§ Excerpted passage:
···
I was just curious. Our RAM has significantly reduced but the *Index.db files are the same size size as before. Any ideas why this would be the case? Basically, Why is our disk size not reduced since RAM is way lower? We are running strong now with 512 index_interval for past 2-3 days and RAM never looked better. We were pushing 10G before and now we are 2G slowing increasing to 8G before gc compacts the long lived stuff which goes back down to 2G again…..very pleased with LCS in our system! Thanks, Dean
Re: index_interval file size is the same after modifying 128 to 512?
···
§ Listed entries:
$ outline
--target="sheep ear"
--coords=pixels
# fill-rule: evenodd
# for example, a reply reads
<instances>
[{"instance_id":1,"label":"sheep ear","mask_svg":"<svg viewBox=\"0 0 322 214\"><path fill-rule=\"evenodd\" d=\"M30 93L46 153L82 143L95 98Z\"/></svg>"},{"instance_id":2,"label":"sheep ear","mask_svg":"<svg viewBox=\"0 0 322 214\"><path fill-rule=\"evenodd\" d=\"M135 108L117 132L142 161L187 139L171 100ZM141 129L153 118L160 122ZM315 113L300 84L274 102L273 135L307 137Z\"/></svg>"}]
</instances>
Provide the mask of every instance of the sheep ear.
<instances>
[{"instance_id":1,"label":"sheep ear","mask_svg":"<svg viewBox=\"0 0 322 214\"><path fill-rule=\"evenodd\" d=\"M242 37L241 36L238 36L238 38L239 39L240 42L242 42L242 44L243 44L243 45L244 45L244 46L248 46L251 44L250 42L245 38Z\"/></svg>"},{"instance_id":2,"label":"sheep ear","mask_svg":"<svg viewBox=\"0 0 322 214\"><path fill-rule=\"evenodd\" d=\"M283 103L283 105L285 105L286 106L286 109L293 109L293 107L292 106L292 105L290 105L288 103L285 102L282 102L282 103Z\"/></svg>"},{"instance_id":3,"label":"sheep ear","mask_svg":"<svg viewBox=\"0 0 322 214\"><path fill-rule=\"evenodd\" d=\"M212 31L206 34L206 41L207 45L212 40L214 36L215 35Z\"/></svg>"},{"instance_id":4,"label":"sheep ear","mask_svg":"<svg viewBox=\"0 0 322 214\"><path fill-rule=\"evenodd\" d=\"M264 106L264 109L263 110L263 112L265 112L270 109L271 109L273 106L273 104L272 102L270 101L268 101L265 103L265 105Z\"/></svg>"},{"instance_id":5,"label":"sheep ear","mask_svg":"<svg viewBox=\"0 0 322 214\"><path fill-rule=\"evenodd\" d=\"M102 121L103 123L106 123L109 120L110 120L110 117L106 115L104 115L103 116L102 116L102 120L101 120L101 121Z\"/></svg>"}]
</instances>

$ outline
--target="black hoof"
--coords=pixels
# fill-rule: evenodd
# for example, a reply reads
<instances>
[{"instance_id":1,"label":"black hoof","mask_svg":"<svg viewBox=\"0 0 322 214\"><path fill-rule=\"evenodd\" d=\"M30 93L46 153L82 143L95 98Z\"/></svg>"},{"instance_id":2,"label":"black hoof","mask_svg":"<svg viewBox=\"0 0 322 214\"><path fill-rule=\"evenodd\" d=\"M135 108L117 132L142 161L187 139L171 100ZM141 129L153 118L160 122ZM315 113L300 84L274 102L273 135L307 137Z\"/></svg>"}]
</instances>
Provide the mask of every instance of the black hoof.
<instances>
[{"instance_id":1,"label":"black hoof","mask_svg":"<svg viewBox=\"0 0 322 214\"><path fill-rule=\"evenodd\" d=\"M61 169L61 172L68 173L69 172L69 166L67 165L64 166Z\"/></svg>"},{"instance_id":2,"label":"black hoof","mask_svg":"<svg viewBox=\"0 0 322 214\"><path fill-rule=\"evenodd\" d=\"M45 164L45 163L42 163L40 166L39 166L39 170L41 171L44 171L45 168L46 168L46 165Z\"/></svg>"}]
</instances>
···
§ What the exercise asks:
Rewrite the forum post about index_interval from "I was just curious." to "128 to 512?", changing "RAM" to "memory" throughout. Work only from the forum post about index_interval, not the listing.

§ Final result:
I was just curious. Our memory has significantly reduced but the *Index.db files are the same size size as before. Any ideas why this would be the case? Basically, Why is our disk size not reduced since memory is way lower? We are running strong now with 512 index_interval for past 2-3 days and memory never looked better. We were pushing 10G before and now we are 2G slowing increasing to 8G before gc compacts the long lived stuff which goes back down to 2G again…..very pleased with LCS in our system! Thanks, Dean
Re: index_interval file size is the same after modifying 128 to 512?